══ WORKING DATA
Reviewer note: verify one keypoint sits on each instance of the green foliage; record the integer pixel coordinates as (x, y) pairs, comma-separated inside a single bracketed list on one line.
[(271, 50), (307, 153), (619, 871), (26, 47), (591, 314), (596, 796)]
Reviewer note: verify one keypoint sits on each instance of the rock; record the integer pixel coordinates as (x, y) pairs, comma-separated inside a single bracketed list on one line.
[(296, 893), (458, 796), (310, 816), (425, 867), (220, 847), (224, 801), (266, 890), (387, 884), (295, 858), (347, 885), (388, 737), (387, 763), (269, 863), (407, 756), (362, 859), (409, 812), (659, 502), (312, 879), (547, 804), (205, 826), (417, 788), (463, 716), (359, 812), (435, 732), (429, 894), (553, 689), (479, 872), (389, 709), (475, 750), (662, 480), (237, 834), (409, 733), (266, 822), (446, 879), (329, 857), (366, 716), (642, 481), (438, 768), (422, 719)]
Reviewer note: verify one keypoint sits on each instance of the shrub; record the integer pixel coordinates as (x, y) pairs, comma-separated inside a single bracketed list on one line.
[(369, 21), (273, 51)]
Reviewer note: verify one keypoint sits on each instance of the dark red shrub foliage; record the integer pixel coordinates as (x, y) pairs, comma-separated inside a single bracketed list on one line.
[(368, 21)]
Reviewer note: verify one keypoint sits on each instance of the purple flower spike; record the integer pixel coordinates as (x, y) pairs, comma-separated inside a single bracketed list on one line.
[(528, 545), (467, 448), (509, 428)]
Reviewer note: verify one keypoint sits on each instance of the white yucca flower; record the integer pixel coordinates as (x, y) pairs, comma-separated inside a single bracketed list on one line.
════
● **YOUR ASSIGNMENT**
Starting from the line that contains "of the purple", reproduce each line of the data exactly through the last one.

● **REPLY TO THE EXERCISE**
Reviewer note: verify one keypoint sits on each instance of the purple flower spike; record the integer pixel coordinates as (x, y) pairs, comma-separated inside a single bracketed list on one line.
[(528, 545), (467, 448), (509, 428)]
Reviewer note: verify one keypoint sits on each instance of the white yucca flower; record the integer pixel coordinates as (x, y) pairs, comma-separated inside a single bracketed list on one line.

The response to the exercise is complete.